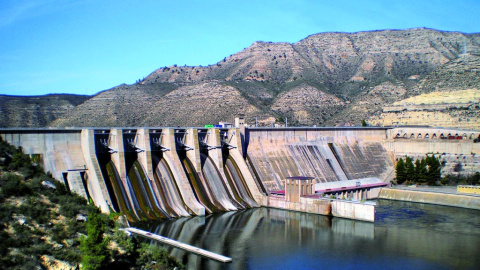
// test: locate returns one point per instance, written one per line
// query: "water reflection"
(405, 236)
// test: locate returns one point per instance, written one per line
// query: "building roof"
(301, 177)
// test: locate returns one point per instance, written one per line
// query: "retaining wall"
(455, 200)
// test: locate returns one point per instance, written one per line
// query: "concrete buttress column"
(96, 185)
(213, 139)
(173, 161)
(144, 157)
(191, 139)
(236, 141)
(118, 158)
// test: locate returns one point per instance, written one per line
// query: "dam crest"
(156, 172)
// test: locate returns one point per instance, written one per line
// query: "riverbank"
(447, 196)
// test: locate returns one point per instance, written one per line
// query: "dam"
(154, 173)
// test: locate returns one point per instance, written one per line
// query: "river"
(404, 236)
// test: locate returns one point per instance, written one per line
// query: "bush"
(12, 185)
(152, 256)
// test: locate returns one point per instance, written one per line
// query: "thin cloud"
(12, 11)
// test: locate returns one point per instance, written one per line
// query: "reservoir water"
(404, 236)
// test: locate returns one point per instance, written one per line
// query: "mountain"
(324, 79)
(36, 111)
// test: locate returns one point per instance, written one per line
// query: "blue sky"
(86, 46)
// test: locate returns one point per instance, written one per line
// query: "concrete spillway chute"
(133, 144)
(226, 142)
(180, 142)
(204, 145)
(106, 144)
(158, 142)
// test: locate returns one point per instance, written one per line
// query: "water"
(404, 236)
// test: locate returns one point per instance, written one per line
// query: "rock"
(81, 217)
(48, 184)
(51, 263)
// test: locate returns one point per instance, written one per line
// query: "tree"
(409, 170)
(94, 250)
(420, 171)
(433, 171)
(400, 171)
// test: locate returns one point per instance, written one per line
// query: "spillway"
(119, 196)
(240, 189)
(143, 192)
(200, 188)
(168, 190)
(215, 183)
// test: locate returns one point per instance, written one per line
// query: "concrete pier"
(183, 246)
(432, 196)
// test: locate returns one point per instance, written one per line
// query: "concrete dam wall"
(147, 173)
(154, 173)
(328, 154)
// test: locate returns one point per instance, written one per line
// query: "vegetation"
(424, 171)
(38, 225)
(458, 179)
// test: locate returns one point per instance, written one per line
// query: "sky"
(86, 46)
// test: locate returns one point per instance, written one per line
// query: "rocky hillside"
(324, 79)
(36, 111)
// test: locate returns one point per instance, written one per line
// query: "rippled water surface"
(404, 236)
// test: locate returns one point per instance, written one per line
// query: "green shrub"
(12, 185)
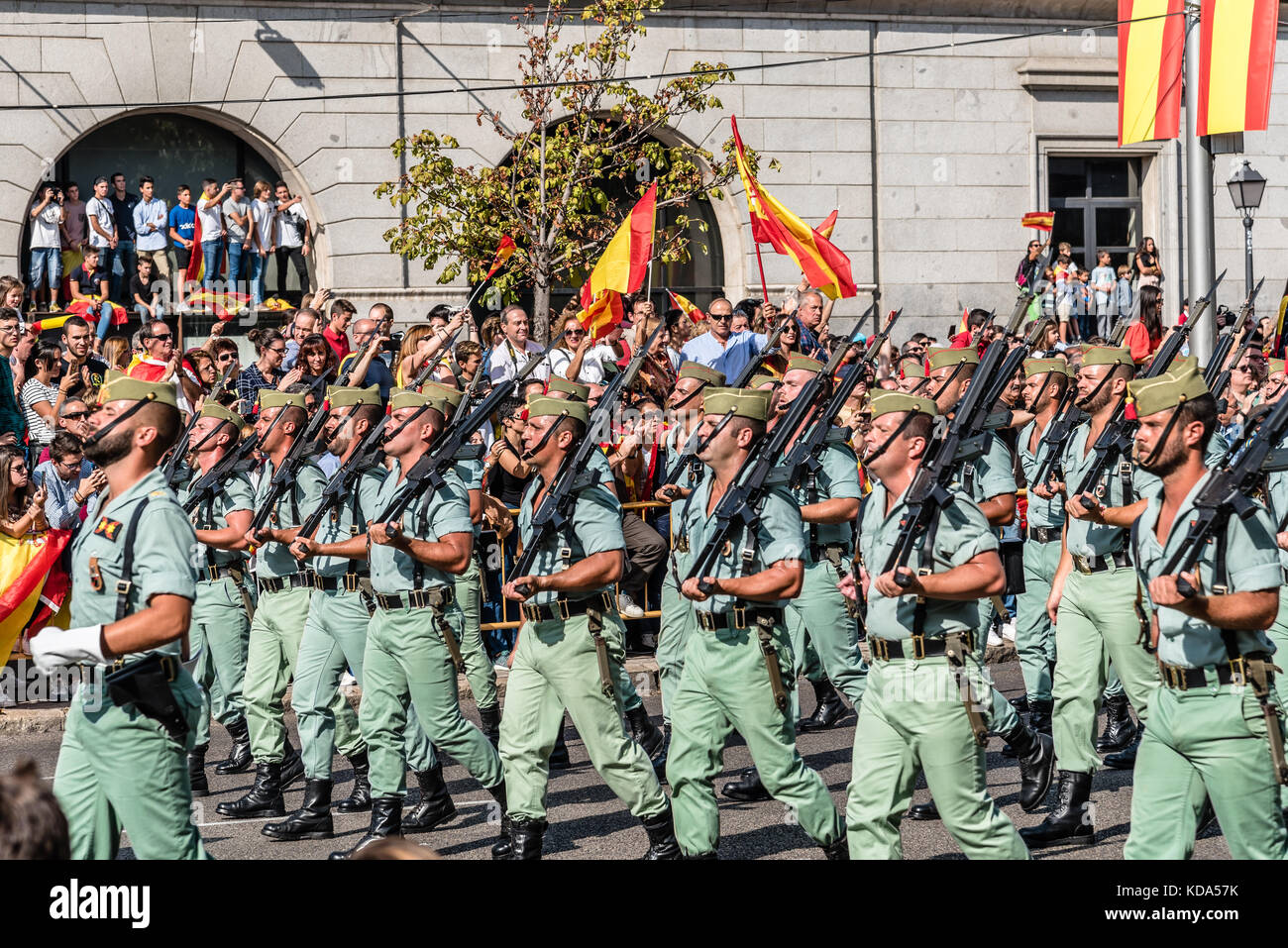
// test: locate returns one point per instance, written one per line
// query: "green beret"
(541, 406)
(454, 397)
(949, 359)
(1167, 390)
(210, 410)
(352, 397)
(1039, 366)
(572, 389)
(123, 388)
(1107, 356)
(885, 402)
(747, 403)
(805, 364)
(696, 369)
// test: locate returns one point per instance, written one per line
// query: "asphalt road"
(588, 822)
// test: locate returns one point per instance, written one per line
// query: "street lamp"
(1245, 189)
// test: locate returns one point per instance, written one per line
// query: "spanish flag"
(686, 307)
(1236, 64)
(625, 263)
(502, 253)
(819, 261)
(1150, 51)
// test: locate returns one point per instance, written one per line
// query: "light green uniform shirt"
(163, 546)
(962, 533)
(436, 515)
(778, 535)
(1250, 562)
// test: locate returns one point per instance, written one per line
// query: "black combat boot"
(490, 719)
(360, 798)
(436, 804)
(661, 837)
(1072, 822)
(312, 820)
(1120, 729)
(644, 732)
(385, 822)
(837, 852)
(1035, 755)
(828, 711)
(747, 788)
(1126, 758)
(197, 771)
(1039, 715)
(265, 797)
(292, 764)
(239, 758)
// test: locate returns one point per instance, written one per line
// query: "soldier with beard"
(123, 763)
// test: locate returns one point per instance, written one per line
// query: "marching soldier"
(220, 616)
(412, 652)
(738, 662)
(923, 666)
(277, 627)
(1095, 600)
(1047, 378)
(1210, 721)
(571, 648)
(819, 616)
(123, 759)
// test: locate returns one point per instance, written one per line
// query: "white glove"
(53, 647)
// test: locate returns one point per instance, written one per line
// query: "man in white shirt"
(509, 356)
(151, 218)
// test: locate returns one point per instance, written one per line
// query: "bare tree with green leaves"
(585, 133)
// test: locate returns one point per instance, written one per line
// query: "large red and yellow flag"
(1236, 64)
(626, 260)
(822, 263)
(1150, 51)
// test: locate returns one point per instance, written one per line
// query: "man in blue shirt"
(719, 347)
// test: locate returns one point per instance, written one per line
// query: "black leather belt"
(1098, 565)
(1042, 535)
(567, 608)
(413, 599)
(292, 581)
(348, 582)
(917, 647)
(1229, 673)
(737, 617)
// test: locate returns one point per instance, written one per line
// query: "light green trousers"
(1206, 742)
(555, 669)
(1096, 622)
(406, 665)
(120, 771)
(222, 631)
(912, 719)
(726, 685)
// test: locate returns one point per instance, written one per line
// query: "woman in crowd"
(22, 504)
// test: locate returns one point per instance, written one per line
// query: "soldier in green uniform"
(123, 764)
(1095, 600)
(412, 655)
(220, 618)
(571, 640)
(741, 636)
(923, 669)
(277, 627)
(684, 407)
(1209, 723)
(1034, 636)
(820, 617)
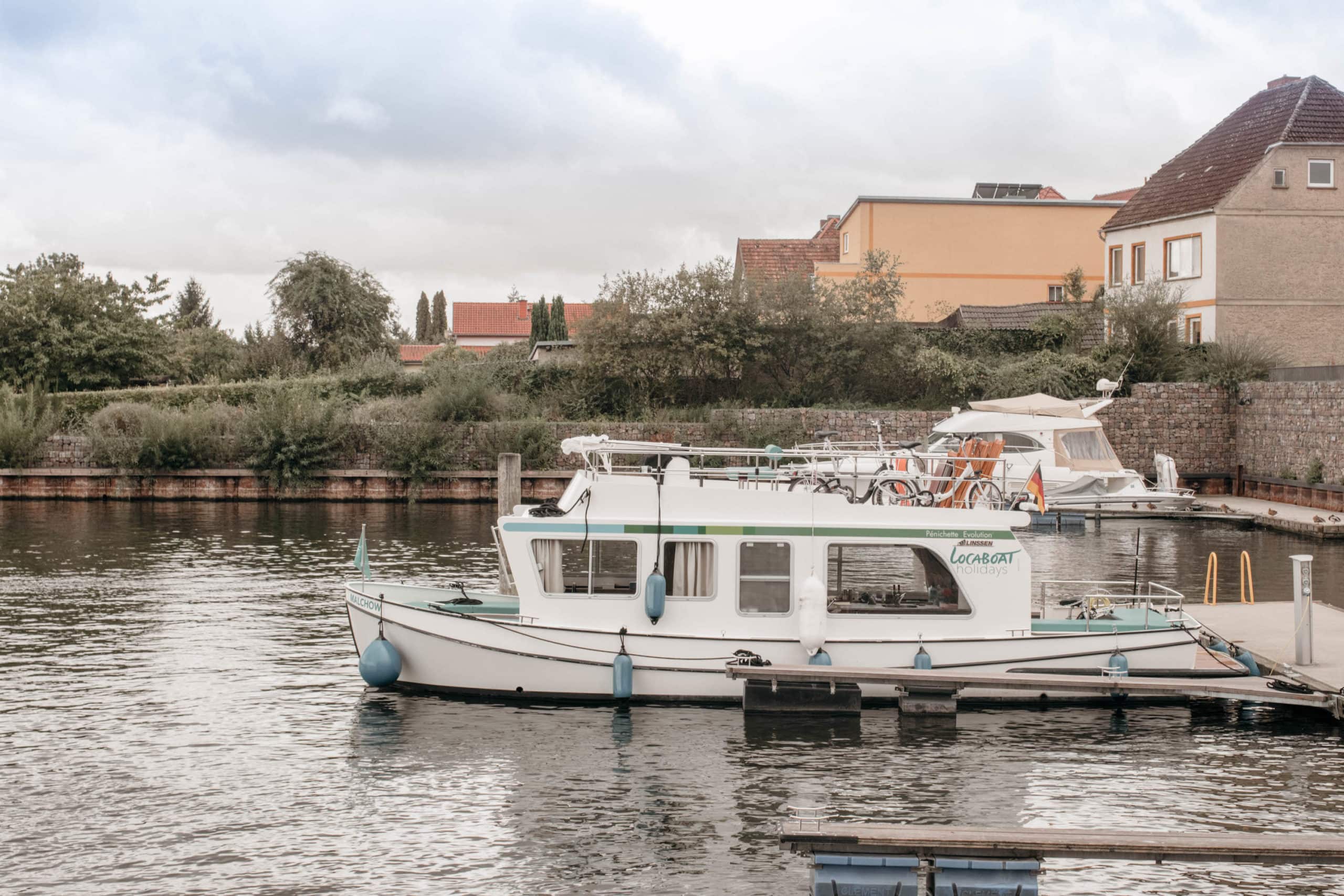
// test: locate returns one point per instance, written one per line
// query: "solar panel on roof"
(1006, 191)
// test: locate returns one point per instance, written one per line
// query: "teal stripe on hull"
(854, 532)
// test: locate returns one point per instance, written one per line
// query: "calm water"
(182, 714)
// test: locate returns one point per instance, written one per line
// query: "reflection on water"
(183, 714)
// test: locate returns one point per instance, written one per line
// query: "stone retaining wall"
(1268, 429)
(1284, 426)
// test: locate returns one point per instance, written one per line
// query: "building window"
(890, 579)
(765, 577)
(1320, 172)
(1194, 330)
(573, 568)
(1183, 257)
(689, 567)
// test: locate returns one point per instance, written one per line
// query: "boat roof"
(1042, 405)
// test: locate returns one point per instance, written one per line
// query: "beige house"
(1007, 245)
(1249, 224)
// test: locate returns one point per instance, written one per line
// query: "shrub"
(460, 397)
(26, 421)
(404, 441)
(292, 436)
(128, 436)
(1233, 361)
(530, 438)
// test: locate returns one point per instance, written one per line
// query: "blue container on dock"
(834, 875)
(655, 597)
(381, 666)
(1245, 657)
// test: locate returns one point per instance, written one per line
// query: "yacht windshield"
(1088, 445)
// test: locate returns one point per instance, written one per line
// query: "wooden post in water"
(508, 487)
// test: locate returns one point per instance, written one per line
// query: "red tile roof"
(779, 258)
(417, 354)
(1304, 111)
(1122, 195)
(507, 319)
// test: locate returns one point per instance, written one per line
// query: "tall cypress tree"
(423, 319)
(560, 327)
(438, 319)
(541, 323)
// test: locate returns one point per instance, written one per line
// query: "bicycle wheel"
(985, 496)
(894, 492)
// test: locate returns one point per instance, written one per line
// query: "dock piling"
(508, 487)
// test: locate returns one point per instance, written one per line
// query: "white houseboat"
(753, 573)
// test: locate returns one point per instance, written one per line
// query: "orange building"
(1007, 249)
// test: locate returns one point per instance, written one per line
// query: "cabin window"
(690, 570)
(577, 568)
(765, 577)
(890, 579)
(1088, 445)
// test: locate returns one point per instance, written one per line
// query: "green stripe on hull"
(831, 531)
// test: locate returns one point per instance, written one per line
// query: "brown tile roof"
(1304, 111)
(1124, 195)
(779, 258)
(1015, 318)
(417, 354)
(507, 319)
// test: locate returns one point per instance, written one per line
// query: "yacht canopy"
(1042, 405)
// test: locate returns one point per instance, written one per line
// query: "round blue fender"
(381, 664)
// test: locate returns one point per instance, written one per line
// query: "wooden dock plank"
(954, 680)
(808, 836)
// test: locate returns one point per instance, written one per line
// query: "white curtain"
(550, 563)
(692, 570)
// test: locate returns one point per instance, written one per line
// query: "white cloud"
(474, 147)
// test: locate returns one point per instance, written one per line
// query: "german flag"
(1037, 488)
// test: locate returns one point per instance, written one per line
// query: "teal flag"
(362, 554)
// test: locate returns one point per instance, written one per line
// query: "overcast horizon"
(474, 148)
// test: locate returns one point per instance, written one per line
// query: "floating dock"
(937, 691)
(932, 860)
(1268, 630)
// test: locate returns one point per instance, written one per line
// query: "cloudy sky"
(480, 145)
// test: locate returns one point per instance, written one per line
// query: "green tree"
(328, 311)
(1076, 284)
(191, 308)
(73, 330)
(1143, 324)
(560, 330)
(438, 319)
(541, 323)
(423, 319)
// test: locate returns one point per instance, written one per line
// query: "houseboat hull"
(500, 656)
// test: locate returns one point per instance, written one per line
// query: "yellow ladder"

+ + + + + + +

Description of the task
Return each line in the data above that contains the string "yellow". Case matters.

Worked answer
// query: "large red and yellow flag"
// query: "yellow ladder"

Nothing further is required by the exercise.